CHALLENGE:
Transfer every line of the items, beginning at the line that has "Each instance of the airport" and stopping after the last line of the items. Add 77 to each number in the answer coordinates, and leave all other lines unchanged.

DATA TO USE:
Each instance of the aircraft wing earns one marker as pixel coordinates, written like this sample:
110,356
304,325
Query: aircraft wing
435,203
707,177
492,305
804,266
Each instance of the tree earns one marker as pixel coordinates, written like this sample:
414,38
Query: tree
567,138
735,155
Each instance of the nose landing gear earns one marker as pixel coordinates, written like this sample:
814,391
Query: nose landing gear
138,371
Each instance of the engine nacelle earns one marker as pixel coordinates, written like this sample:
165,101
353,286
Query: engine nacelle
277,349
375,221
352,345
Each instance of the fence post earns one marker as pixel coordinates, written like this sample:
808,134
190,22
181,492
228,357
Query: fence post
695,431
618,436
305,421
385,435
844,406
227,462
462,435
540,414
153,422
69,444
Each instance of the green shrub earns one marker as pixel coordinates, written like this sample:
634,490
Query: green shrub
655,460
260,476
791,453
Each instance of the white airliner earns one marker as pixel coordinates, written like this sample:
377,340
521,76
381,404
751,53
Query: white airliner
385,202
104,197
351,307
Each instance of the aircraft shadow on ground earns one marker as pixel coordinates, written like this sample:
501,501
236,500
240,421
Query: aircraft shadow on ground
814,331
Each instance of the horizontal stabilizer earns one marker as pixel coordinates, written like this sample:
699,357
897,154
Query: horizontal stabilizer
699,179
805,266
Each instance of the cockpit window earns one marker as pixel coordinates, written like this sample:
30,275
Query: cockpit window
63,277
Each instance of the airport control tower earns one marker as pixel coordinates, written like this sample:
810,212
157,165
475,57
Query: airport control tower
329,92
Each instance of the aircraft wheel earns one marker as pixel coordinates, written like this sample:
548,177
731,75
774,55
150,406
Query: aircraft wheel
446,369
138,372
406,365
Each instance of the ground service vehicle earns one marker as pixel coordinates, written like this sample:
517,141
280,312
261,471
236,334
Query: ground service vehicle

RESPONSE BELOW:
Each instance of the airport control tower earns one marker as pixel coordinates, written like this sample:
810,212
157,165
475,57
Query: airport control tower
406,169
Each instance of the aircraft wheel earns one marker as pixel coordinates, written like this sample:
548,177
731,75
774,55
150,406
Query: aircraft wheel
523,446
215,449
483,442
Each instance of the ground service vehicle earns one marker as pixel coordinates, written like this sample:
517,141
280,312
261,471
236,334
Query: ground service vehicle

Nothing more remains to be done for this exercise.